**Rincian Tugas**
Sajikan entri dari baris yang memuat "Detect and localize the following in the given image: metal deck" hingga dan termasuk baris yang memuat "[0,358,1338,893]" sebagai CSV dua kolom bernama teks dan jawaban, dengan satu baris untuk setiap entri. Tempatkan setiap nilai dalam satu kolom berkutip dan ubah setiap jeda baris di dalamnya menjadi spasi.

**Entri Data**
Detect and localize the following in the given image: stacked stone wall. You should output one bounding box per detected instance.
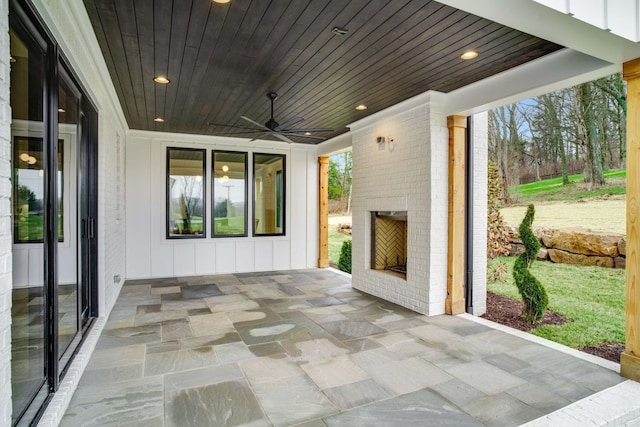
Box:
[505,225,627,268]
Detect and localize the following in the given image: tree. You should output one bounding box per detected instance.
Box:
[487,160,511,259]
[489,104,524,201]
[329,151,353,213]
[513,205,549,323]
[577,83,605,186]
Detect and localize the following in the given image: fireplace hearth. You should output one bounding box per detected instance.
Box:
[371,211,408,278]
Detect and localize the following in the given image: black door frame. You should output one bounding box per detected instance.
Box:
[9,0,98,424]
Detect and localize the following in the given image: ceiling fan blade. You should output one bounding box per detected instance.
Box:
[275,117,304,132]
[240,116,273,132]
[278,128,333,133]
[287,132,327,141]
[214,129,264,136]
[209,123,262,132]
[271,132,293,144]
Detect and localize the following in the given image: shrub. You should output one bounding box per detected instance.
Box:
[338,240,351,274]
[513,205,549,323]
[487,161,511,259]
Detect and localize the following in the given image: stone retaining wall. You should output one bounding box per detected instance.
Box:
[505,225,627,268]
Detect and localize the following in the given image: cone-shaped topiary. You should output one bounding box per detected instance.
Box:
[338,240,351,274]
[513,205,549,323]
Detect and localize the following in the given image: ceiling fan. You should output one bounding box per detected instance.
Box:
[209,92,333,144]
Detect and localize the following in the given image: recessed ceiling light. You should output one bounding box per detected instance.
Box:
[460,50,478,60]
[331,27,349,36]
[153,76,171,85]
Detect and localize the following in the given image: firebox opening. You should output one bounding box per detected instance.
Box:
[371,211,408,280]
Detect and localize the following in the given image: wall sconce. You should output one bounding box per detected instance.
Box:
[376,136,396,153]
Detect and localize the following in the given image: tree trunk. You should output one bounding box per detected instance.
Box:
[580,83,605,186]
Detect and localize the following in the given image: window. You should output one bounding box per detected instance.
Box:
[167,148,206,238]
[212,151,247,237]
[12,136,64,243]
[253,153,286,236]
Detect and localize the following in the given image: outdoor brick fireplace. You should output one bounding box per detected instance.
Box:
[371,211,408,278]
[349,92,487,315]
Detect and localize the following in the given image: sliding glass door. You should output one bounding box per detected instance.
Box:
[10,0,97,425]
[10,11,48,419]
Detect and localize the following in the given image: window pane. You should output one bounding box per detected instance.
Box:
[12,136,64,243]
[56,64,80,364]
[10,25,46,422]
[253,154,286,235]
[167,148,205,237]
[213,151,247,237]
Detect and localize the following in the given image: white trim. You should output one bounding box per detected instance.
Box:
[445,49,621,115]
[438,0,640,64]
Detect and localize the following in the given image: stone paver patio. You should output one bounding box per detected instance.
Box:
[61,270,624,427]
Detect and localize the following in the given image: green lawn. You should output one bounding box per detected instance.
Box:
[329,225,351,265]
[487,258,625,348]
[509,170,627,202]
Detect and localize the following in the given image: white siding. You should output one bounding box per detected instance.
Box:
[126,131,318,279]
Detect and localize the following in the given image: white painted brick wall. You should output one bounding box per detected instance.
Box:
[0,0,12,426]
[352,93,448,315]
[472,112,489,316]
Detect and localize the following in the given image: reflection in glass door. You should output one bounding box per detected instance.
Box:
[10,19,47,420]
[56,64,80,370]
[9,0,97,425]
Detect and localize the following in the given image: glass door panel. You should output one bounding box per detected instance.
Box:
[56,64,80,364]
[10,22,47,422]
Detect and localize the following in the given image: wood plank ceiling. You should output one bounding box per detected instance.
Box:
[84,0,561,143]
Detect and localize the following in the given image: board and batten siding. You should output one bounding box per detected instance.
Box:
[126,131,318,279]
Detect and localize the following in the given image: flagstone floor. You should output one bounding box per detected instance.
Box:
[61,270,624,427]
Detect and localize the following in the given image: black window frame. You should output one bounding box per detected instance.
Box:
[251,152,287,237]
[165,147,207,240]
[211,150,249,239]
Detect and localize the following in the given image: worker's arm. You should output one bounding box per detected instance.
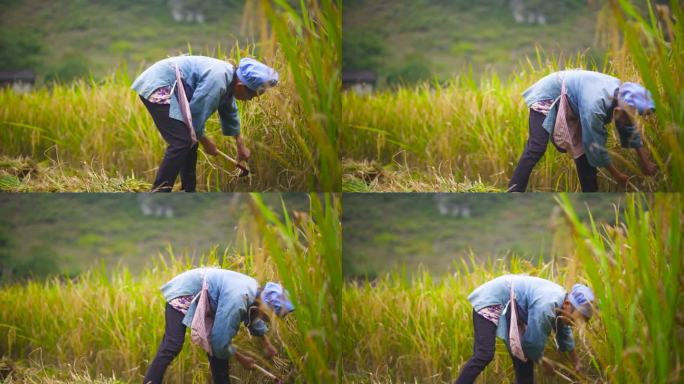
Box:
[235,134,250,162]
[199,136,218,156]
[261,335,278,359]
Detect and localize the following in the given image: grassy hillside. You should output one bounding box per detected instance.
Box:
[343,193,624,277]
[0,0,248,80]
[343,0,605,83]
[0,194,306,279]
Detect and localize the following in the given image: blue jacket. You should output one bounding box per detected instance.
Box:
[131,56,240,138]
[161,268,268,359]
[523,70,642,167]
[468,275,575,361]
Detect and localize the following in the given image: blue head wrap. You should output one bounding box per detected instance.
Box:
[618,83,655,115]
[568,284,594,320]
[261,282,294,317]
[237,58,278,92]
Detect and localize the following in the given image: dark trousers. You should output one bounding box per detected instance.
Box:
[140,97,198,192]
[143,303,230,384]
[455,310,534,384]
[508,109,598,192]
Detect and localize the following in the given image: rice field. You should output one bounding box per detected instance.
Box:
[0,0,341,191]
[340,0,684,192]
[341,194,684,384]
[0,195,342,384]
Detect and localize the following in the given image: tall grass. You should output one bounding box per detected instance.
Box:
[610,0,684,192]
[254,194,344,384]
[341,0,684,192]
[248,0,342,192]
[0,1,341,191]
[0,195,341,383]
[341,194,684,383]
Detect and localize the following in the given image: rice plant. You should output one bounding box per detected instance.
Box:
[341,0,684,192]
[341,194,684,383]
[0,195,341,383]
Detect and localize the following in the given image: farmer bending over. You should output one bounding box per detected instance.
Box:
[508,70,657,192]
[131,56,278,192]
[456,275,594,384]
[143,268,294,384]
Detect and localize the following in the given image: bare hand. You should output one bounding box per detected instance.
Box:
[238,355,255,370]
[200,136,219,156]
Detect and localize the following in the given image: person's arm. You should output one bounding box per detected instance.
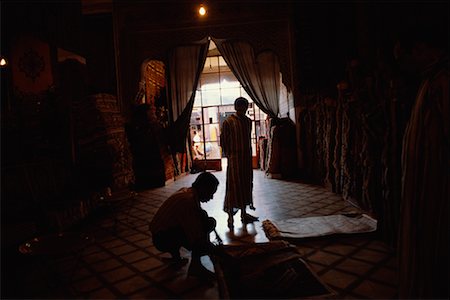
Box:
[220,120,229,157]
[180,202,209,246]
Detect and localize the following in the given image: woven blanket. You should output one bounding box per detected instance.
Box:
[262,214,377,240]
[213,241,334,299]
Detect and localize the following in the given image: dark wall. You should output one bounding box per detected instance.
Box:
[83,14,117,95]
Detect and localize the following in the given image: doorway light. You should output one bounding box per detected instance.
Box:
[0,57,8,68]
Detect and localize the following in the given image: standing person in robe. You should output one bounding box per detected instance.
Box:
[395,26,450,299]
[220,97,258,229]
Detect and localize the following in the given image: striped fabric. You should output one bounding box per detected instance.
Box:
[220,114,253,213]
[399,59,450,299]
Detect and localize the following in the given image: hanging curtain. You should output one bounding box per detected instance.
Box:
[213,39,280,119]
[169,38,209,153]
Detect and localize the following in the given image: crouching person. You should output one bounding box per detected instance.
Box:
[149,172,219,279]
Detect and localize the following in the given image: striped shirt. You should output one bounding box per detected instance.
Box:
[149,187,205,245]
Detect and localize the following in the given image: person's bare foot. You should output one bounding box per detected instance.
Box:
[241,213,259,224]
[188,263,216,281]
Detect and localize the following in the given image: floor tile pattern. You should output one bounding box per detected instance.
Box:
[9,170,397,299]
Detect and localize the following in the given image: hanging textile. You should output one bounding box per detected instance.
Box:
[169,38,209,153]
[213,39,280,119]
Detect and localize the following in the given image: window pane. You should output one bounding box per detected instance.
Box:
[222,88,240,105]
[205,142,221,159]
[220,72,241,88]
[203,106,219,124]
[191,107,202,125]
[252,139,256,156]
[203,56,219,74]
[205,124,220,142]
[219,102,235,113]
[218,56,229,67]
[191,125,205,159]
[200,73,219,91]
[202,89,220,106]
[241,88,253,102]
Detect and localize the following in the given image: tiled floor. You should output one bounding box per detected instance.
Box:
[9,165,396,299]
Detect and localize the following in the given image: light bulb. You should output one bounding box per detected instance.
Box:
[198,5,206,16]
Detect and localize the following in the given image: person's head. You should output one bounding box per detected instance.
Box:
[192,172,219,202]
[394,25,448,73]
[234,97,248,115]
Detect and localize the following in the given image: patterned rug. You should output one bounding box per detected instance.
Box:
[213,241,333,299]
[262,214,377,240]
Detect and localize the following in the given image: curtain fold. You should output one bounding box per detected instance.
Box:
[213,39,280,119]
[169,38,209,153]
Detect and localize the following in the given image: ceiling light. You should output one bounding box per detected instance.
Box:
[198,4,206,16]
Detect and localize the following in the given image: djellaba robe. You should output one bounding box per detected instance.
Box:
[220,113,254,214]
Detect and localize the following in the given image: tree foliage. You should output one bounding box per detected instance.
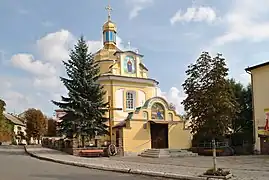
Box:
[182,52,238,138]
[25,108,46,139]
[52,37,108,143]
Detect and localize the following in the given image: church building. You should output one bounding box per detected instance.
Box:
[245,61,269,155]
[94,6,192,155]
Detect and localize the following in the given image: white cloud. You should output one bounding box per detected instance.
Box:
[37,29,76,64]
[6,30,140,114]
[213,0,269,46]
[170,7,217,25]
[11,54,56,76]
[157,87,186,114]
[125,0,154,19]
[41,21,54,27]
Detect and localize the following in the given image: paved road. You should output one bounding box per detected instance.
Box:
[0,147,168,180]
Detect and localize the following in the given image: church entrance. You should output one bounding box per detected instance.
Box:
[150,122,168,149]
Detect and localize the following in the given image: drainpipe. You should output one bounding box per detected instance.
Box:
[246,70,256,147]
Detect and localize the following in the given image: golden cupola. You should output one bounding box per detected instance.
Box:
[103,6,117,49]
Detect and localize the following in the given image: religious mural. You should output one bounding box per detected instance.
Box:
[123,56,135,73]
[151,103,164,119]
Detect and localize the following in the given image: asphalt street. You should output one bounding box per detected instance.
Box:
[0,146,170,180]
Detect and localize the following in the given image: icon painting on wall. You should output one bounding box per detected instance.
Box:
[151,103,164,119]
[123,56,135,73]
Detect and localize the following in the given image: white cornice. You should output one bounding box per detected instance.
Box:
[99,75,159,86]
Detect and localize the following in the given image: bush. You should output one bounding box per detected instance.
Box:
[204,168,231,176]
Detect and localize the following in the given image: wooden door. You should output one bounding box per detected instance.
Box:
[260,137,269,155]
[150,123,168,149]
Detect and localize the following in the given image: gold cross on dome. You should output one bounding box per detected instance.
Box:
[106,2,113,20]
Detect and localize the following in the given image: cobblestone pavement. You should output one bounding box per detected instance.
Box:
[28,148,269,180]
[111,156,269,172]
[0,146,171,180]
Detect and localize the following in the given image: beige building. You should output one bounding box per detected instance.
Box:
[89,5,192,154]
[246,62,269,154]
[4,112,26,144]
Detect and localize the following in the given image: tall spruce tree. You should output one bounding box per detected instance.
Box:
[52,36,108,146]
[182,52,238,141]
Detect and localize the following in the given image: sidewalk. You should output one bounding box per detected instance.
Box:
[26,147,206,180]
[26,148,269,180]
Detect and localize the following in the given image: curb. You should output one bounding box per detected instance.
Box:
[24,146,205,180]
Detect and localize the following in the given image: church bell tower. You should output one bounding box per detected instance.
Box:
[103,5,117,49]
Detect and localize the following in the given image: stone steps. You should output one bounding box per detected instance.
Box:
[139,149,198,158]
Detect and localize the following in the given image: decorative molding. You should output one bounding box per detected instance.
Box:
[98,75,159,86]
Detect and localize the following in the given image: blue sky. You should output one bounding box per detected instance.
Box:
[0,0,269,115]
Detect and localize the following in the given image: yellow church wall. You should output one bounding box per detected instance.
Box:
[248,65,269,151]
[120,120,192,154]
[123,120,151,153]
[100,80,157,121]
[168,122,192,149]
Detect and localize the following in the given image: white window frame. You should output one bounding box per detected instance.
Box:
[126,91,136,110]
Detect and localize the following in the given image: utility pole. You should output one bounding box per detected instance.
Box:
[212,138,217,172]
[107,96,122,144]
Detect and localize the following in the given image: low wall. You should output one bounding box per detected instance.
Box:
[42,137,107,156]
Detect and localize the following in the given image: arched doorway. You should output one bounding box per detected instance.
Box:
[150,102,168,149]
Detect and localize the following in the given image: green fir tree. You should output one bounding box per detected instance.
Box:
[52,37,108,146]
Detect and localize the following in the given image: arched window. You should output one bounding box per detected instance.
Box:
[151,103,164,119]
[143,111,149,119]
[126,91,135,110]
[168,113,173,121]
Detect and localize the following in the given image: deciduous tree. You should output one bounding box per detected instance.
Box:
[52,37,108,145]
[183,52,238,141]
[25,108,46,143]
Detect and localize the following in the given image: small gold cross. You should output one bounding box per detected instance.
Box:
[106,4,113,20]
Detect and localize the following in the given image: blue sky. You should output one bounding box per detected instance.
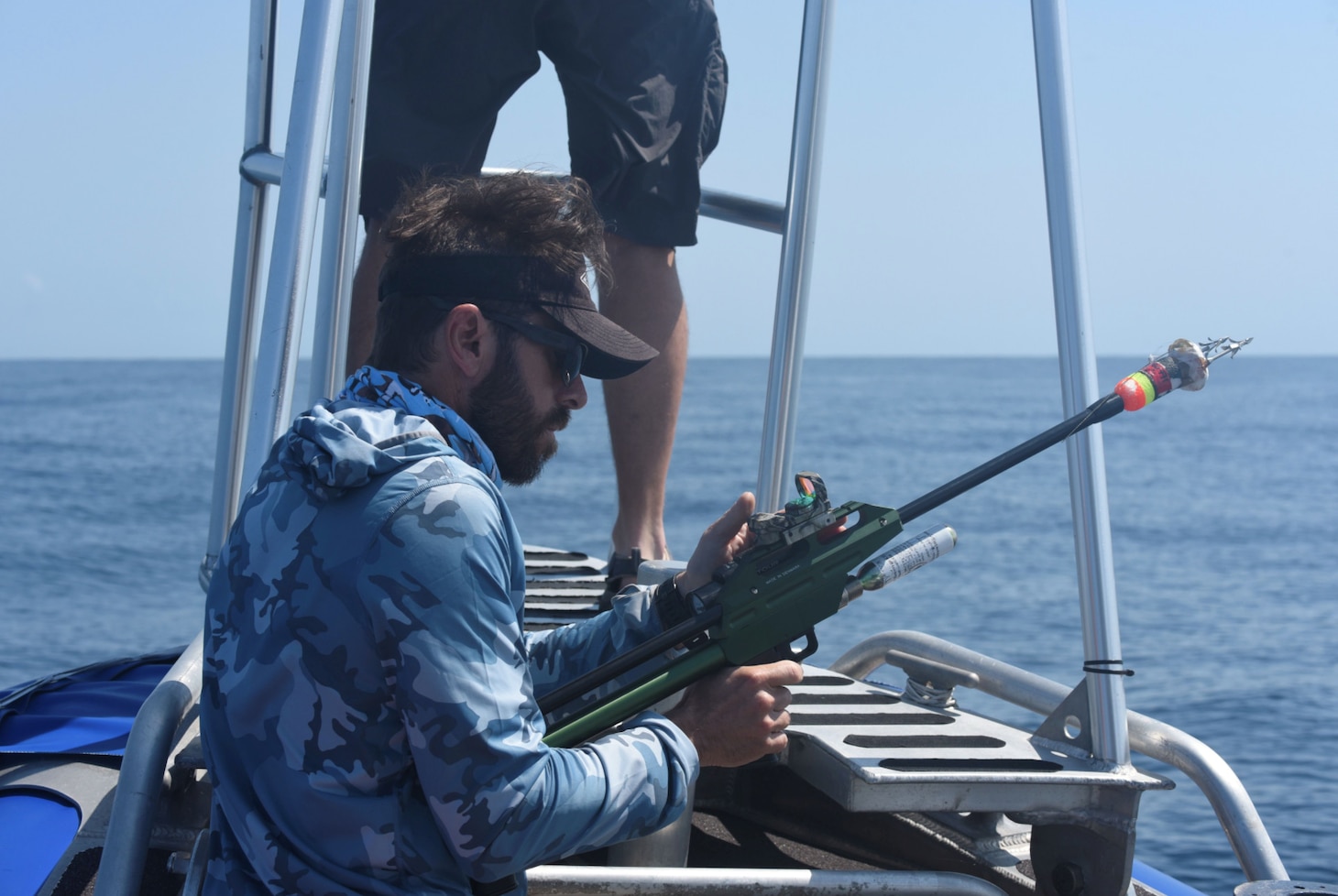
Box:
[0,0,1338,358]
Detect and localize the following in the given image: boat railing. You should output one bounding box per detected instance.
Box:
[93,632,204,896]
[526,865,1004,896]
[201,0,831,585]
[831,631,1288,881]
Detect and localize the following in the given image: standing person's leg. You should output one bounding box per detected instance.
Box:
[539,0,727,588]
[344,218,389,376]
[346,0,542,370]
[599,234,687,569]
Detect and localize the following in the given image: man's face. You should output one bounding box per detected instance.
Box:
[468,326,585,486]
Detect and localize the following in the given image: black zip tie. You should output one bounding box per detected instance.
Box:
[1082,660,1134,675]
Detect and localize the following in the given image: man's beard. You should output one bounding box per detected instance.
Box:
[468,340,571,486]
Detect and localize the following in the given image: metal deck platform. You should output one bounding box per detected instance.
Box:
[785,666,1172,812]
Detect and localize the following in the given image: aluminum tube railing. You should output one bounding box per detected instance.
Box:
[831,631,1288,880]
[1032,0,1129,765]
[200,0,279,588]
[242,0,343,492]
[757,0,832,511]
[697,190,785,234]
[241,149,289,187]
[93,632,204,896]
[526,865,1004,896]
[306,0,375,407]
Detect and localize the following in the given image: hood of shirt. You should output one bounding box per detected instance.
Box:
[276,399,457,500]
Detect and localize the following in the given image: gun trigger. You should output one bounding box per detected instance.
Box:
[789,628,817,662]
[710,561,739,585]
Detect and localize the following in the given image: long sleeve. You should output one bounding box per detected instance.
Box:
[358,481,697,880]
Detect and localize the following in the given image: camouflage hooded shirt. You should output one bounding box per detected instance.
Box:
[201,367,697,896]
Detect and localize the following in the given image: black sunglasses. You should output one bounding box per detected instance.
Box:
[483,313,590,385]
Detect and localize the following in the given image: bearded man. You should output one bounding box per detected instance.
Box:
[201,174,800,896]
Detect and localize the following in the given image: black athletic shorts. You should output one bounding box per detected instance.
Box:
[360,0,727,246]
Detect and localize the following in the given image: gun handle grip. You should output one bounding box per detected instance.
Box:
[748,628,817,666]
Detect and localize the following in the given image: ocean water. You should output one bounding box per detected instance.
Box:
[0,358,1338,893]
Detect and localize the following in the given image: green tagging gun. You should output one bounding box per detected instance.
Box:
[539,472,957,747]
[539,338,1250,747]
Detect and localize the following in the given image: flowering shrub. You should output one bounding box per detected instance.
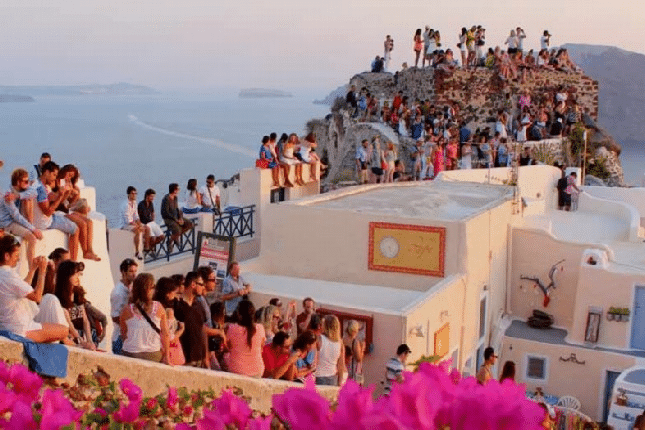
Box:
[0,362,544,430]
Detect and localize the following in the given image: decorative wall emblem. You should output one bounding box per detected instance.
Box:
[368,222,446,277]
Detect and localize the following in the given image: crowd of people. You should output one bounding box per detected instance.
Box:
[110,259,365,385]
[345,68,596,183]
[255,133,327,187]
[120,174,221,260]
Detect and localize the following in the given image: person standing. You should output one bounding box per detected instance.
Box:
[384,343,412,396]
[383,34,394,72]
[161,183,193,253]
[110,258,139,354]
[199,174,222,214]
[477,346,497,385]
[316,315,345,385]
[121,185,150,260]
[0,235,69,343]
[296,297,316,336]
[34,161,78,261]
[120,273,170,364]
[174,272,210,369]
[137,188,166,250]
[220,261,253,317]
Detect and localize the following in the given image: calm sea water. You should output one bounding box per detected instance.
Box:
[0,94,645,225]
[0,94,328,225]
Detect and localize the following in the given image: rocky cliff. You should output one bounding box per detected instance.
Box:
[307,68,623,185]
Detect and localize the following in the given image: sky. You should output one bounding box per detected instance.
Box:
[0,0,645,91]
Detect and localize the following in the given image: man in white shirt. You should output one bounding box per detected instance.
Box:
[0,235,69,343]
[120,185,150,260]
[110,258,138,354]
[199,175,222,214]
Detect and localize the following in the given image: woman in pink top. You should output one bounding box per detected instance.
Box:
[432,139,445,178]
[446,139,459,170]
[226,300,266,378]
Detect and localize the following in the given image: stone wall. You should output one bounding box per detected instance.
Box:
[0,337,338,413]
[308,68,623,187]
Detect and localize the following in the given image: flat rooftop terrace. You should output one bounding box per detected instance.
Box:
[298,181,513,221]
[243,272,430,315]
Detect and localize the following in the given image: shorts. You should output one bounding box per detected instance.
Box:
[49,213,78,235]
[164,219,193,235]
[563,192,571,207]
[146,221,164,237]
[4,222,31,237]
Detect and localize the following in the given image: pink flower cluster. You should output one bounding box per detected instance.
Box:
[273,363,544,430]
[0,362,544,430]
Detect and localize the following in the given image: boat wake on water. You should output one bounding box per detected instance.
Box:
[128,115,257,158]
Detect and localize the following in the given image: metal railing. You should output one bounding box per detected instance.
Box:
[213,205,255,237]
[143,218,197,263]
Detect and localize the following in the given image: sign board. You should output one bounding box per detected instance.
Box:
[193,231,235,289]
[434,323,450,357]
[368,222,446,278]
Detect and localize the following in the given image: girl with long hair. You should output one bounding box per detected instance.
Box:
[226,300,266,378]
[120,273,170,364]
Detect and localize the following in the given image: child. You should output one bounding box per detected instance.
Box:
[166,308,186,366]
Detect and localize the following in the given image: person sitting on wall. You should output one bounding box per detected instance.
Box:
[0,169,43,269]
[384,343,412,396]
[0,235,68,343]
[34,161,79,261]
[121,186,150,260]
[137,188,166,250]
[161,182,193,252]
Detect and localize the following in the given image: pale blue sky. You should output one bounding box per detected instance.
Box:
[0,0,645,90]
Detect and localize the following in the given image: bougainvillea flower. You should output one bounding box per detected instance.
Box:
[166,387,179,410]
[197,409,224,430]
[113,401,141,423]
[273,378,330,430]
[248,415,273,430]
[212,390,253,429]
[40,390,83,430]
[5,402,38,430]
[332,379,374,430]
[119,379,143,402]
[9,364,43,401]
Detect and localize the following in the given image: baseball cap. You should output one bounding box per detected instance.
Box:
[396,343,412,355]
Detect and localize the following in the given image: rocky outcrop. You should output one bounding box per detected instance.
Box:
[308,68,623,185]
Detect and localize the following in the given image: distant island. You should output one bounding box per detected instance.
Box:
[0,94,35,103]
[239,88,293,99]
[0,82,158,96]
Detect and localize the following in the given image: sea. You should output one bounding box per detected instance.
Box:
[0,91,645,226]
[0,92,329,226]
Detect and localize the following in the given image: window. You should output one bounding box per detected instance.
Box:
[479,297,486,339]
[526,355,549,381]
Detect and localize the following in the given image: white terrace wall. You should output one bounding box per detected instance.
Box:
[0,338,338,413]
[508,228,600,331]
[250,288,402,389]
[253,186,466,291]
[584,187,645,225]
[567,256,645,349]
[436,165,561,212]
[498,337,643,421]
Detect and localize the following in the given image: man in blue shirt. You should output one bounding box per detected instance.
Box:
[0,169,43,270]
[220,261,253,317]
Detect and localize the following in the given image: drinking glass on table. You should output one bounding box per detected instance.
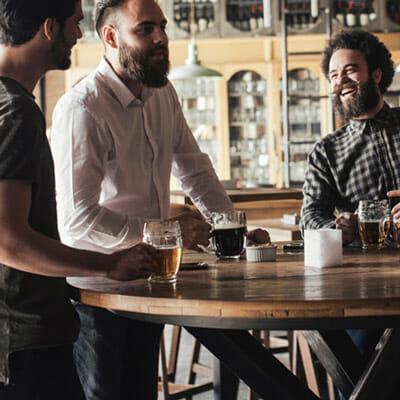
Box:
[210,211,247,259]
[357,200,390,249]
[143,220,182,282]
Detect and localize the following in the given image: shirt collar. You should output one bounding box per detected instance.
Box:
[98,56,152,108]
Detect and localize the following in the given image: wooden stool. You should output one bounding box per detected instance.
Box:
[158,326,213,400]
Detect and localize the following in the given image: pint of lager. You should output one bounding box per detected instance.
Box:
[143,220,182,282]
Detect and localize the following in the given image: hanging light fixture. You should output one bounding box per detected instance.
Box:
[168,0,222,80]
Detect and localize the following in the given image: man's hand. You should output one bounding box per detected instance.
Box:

**Hasil Pengerjaan**
teks,jawaban
"Detect and localize the following in the given image: metal deck platform. You should output one bounding box per detected instance. Box:","[785,666,1172,812]"
"Detect and localize the following in the given image: aluminum tube railing. You should output one bounding box per detected instance. Box:","[831,631,1288,880] [1032,0,1129,765] [200,0,279,588] [242,0,343,492] [757,0,832,511] [697,190,785,234] [241,149,289,187] [93,632,204,896] [526,865,1004,896] [306,0,375,407]"
"Detect and localize the following in the given image: hood of shirt. You should output one bounding box per detected instance. Box:","[276,399,457,500]"
"Detect and localize the following in the given image: gun trigger. You should output one bounding box per detected instance. Box:","[789,628,817,662] [710,561,739,585]"
"Detect and localize the following in the given image: long sleeve. You should output one bounding box per detected instance. Box:","[358,481,697,880]"
"Detect and localize the following in the given image: camouflage hooded shirt. You should output one bounding box per detected instance. Box:","[201,367,697,896]"
"Detect and localize the following in the given image: black sunglasses. You should output one bounding box per detected instance. Box:","[483,313,590,385]"
"Detect and localize the following in the given image: bearded man. You should output one bounding box per detected instance. Box:","[201,174,800,896]"
"Detect and localize the following in the given image: black athletic shorts. You should output one bounding box per detected instance. Box:","[360,0,727,246]"
"Detect and localize the following in the given image: gun handle grip. You should output one bounding box per detected instance. Box:","[748,628,817,666]"
"Detect and localize the following in the given image: ocean water. You should output one bounding box per detected instance. Box:","[0,358,1338,893]"